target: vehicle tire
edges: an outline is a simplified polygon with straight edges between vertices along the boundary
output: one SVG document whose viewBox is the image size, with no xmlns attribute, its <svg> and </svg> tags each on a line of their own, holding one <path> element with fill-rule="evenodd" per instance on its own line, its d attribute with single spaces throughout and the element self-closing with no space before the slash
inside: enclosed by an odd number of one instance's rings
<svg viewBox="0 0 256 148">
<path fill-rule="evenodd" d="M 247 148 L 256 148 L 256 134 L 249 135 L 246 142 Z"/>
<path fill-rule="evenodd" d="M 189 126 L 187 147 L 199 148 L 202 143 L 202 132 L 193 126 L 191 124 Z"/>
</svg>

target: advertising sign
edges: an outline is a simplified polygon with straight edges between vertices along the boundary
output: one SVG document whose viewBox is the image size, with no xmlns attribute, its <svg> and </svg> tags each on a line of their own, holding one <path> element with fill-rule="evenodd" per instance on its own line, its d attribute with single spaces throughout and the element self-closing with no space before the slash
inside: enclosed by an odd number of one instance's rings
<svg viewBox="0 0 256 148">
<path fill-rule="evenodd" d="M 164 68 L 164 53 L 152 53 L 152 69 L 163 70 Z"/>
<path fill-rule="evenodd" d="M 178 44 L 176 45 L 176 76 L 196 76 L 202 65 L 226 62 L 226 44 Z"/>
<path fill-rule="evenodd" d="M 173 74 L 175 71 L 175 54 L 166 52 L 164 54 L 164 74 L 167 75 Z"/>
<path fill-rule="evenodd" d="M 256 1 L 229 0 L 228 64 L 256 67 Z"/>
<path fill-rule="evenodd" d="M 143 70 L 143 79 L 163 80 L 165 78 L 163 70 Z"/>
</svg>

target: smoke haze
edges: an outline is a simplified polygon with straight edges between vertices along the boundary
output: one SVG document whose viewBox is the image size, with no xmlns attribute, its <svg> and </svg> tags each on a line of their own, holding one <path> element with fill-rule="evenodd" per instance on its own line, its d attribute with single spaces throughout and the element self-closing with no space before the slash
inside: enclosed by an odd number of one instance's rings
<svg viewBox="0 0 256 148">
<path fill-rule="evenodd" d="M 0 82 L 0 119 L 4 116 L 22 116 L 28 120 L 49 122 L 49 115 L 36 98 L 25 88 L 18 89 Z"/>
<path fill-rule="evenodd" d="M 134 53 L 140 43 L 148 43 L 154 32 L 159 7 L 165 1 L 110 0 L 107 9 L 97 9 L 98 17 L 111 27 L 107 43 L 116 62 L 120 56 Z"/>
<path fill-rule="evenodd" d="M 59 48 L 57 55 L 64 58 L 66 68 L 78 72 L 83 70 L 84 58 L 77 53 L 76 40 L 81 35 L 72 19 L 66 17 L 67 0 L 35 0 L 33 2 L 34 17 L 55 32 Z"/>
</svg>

Objective:
Rewrite the lines, requests included, starting at the line containing "target: advertising sign" and ending at the line containing "164 68 L 164". In the SVG answers, increase every number (both viewBox values and path coordinates) by 67.

Response for this exercise:
target: advertising sign
edges: an outline is a simplified polygon with straight edges between vertices along the boundary
output: one SVG document whose viewBox is the image size, with no xmlns attribute, its <svg> and </svg> tags each on a line of their own, holding one <path> element with fill-rule="evenodd" per instance on its own line, its d attribute with single spaces throughout and the element self-closing with no space before the slash
inside: enclosed by an odd number of one instance's rings
<svg viewBox="67 67 323 215">
<path fill-rule="evenodd" d="M 231 135 L 231 120 L 219 120 L 219 136 L 230 137 Z"/>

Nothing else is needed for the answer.